§ **EXERCISE**
Each entry below should be returned exactly as is, with the pictures removed.

↓↓↓

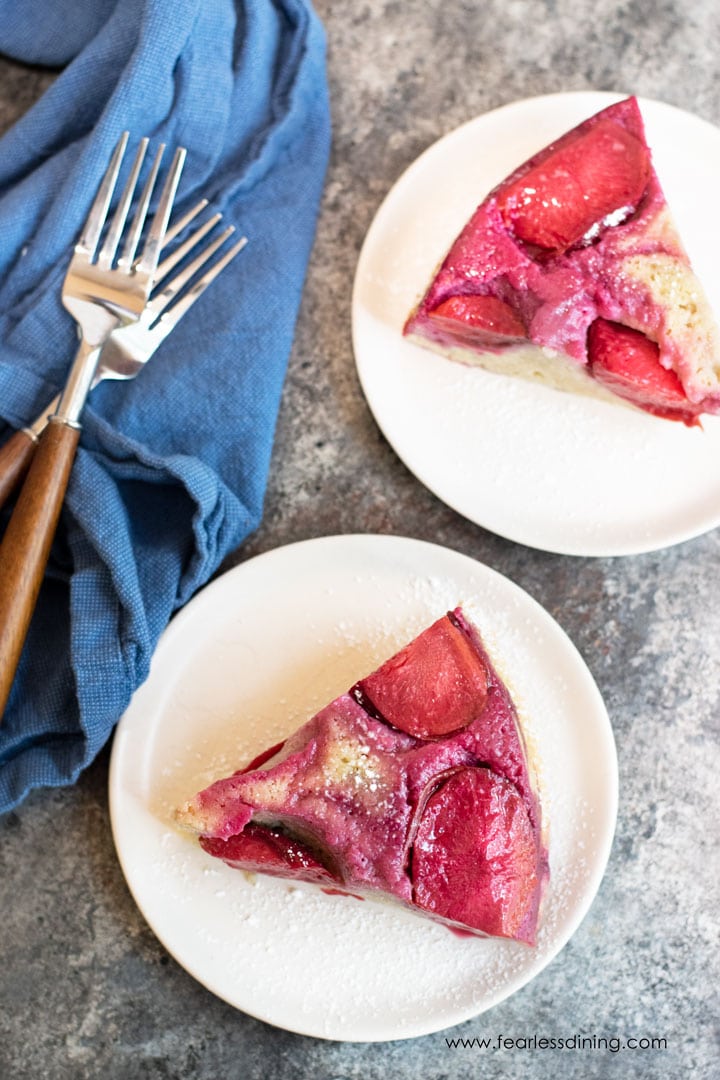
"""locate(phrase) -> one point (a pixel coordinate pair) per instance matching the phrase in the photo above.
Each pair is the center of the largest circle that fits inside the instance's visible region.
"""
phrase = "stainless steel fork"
(100, 295)
(130, 347)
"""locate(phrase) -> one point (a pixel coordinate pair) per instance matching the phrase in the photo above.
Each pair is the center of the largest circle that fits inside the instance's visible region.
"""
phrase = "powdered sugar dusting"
(235, 675)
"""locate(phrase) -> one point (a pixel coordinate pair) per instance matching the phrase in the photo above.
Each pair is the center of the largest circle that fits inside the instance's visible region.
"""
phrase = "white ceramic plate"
(247, 661)
(551, 470)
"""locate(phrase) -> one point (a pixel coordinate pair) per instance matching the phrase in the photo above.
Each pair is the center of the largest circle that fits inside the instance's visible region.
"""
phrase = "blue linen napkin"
(172, 467)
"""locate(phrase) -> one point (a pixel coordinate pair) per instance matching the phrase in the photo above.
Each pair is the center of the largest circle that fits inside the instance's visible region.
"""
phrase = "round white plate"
(253, 657)
(547, 469)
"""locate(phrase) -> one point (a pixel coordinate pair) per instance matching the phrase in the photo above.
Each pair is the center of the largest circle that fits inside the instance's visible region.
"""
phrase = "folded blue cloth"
(172, 467)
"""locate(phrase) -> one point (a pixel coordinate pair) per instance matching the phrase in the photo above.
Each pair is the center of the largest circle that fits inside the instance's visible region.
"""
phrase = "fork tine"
(172, 260)
(114, 232)
(125, 261)
(98, 213)
(162, 299)
(176, 229)
(171, 318)
(153, 243)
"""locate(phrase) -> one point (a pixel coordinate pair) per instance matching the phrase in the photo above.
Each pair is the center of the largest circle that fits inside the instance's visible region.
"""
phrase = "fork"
(128, 348)
(100, 296)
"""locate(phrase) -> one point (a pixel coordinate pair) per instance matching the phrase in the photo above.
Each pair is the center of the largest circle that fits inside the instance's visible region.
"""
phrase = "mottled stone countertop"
(86, 989)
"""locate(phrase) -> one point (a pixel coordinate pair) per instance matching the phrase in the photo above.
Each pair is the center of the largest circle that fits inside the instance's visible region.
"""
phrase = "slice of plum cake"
(572, 272)
(415, 786)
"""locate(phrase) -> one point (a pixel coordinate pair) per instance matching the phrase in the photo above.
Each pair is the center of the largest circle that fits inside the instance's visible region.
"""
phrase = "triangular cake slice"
(571, 272)
(413, 785)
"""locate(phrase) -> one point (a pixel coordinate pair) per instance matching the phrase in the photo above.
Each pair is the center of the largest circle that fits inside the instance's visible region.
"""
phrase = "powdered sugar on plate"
(250, 659)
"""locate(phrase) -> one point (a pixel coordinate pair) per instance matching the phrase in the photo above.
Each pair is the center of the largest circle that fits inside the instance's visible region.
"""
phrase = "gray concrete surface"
(85, 988)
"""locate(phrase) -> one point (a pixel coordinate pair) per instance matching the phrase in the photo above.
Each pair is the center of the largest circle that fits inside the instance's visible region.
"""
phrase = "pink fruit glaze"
(345, 800)
(553, 243)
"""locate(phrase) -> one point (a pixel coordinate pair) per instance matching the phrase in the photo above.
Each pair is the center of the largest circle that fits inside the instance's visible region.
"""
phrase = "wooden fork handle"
(15, 458)
(27, 541)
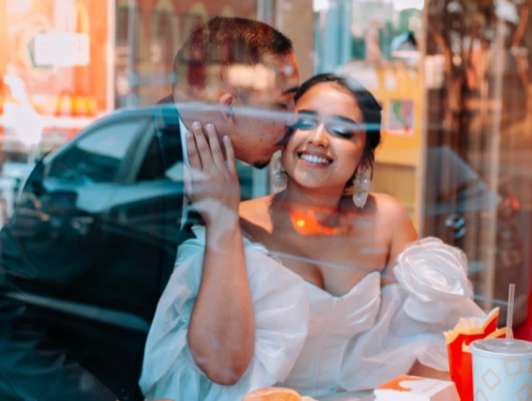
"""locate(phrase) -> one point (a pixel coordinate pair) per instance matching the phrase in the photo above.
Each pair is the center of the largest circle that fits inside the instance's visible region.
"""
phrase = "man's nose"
(291, 118)
(319, 136)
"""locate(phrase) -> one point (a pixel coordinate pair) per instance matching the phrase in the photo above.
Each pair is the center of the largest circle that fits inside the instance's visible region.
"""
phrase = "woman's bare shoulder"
(255, 210)
(388, 207)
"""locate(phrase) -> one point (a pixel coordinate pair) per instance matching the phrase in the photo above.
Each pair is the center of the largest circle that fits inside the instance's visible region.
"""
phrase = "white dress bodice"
(305, 338)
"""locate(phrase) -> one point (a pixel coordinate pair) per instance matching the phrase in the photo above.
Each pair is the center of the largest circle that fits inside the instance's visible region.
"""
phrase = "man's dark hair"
(226, 41)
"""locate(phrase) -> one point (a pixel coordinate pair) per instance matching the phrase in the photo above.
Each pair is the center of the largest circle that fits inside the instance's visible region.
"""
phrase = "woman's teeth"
(314, 159)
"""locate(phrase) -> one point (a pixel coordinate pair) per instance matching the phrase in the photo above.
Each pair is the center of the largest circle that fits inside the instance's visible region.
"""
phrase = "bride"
(315, 288)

↑↑↑

§ **WRITTEN SOLUTION**
"""locate(phrase) -> one point (a pixel coordinate pair) per instance matching the phrase in the photo above.
Each pair is the center of the largest circle that fits inside the instance's visible region.
"""
phrase = "stainless steel fork"
(100, 295)
(130, 347)
"""locate(phrase) -> one point (a pixel coordinate pair) per instance matching the phrase in the photo above.
Each pair is the center of the largest circle that fits inside the instance's visible region.
"""
phrase = "powdered sugar dusting"
(235, 675)
"""locate(phrase) -> one point (a pixel coordinate pair) per instance matching the phrase in the photo above.
Each pair is the center of the largest circle that fits inside the instance's visible region.
"""
phrase = "white ceramic plate"
(247, 661)
(551, 470)
"""locate(phrase) -> one point (a pixel coordinate pair) per instance matching the phrase in the photo above.
Each pair is the center of the largest circle that fits inside the instance's visible region.
"""
phrase = "blue linen napkin"
(172, 467)
"""locate(phrase) -> one point (a pixel coordinate pair) per instance matching the phrase in the photo above.
Each pair is the center of the largest circle that fits inside the instance's visible region.
"""
phrase = "round white plate"
(253, 657)
(547, 469)
"""locate(phrase) -> one point (a pixel coordinate pair) per instance matching the phrase in the photo above.
Each pair is the center of the largest circle that fits inside the instance's visible region.
"""
phrase = "folded blue cloth"
(172, 467)
"""locate(phrase) -> one point (a pixel coordinate pair) per instance matching the phrase in the photo above.
Each pair is the center of the largest circle that fits inside the instance's visible region.
"""
phrase = "fork tine"
(172, 260)
(114, 232)
(125, 261)
(98, 213)
(162, 299)
(176, 229)
(171, 318)
(153, 243)
"""locate(phrase) -> one point (a pixel coordinate pair) per instance matching the phrase in the photo above.
Each pair is the center of the largest circle that fits inside the instance's visible region.
"""
phrase = "fork"
(128, 348)
(100, 296)
"""locate(phrase) -> one point (a pixel coordinate pair) per instance matching the phrase in the photo above.
Each pair is the center of the largest circle that fits inside the instance's visible region.
"""
phrase = "mottled stone countertop"
(86, 989)
"""locate(phrase) -> one point (a pixel coordinate pair) per instance matching the phrase in the photo above.
Each pair is the center of the largest circle that fits inside the instance's visible region.
"""
phrase = "slice of plum cake"
(572, 272)
(415, 786)
"""locate(phrase) -> one point (a pixel coordinate pair) per instance matching the phrase in the photo above.
Each pair is the center of the largest circle that fits inside the instance's visible region.
"""
phrase = "triangular cake slice"
(571, 272)
(413, 785)
"""locate(phrase) -> one point (a pixel coordinate pair) per instance matching the phrase in the photo above.
Each pair is the center of the largest circle that fits inside the instance's visible region.
"""
phrase = "powdered sugar on plate"
(250, 659)
"""locate(phrase) -> one point (a pixel coordinate pair) per instance matching the phrase in the photo above.
Each pair is the center of the largest circle that fits inside the instance's visible region.
"""
phrase = "gray concrete surface"
(85, 988)
"""locate(phrase) -> one point (a pixel coordinate pair) per instance matching the phrase in the photo above.
Each pair is the center of the largest circle that fits inside the instance's visible region.
"""
phrase = "pink fruit glaze"
(345, 800)
(553, 243)
"""locate(phrase) -> one point (a pixel coordinate pair) per instance matching the phrase in the photo above.
Each pair is the center of the largest circle that fits inside the instance's visible region.
"""
phrase = "wooden fork handle"
(15, 458)
(27, 541)
"""locate(phrase) -> one point (a pixel coordinate pair) per instance matching the phrase in the photo above.
Each pair is the center of the largest circle that fits inside the instance's visible region.
"""
phrase = "man's nose"
(291, 118)
(319, 136)
"""locate(phrase) -> one point (a pixel coordinate pair) per instance matching the phrase in the photo above.
Each pair is the center of the largest circle that fits inside the instance's visible region.
"""
phrase = "woman's bare shoulder"
(255, 210)
(388, 207)
"""locate(phrase) -> one point (a pixel coordinate pair) per instance matching the phrase in the photo above.
Each pair is the center of the largest circle that fits inside the instance's visible region.
"""
phrase = "white dress bodice"
(305, 338)
"""locate(phrase) -> one point (a pixel coordinate pair) per instance matching the phrase in the photo above.
Each pair is the center of the largest circle that fits inside the instance's visible region.
"""
phrase = "man's dark hair"
(226, 41)
"""locate(phrase) -> one point (a pixel coordinate pair) per instance matching the phrase in the photo above.
Each pair is the center of the largest circle that fits inside the instance's visible region.
"""
phrase = "woman's teeth"
(314, 159)
"""locate(phrase) -> one point (a pixel coordinate pair) per instance matching the phrase in the photo above.
Each pair is the center of the largest circle that fits inside the instance's visible region.
"""
phrase = "bride"
(315, 288)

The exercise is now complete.